◆ **PAGE**

·····

Posted tagged ‘writing buddy’

Blocking Writer’s Block – First Assignment – Sample “I remember”

August 9, 2009

In yesterday’s post, I suggested “I remember” as a writing exercise.  It’s a place where almost anyone can start writing any time.

I did my exercise in a beauty salon waiting for a hair cut.  I have to confess I cheated a little.  Because I knew I’d assigned it, I started the exercise in my head en route to the salon;  I also had to write down the last few sentences after they finished the haircut.  (They wouldn’t let me hold my notebook once the shampooing began.)

I did try not to erase or cross out when I wrote, or since this is an exercise, to edit, when I typed (though I did change names.)

Finally,  I didn’t intend to make the exercise itself about writing exercises and writing buddies, but because I was thinking about the blog, that’s what came to mind.  Which was fine.   The point of the exercise, if you try it, is to write about what you remember at the moment you sit down.  So here’s what I came up with 1:30 p.m., August 8, 2009.

“I remember”–

I remember when I first started these writing exercises.  It was years ago now;  I was invited into a group, a women’s group; I guess it was inherent back then that it was partly about writing, partly about “empowerment.”

·····

◆ **SUPPLIED MATERIAL**

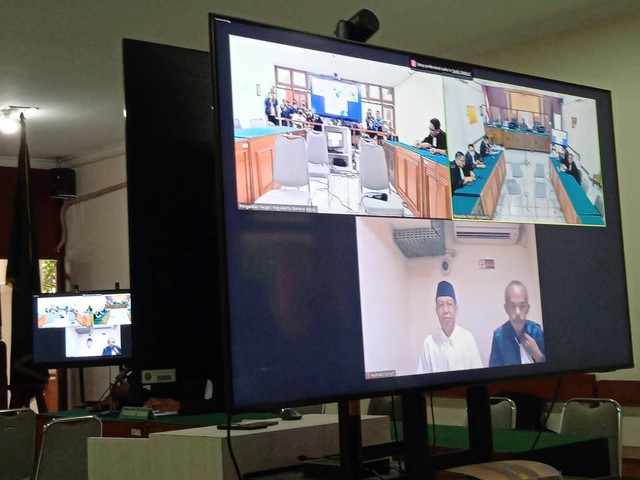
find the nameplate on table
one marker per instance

·····

◆ **STATED TASK 1**
Reproduce everything in the writing-exercise post from "Blocking Writer’s Block" down to "the shampooing began.)".
◆ **STATED TASK 2**
In the writing-exercise post, where did the writer do the "I remember" exercise?
The data has no connection to the writing-exercise post.

◆ **PROBLEM SOLUTION 1**
Blocking Writer’s Block – First Assignment – Sample “I remember”

August 9, 2009

In yesterday’s post, I suggested “I remember” as a writing exercise.  It’s a place where almost anyone can start writing any time.

I did my exercise in a beauty salon waiting for a hair cut.  I have to confess I cheated a little.  Because I knew I’d assigned it, I started the exercise in my head en route to the salon;  I also had to write down the last few sentences after they finished the haircut.  (They wouldn’t let me hold my notebook once the shampooing began.)

◆ **PROBLEM SOLUTION 2**
In a beauty salon, while waiting for a haircut.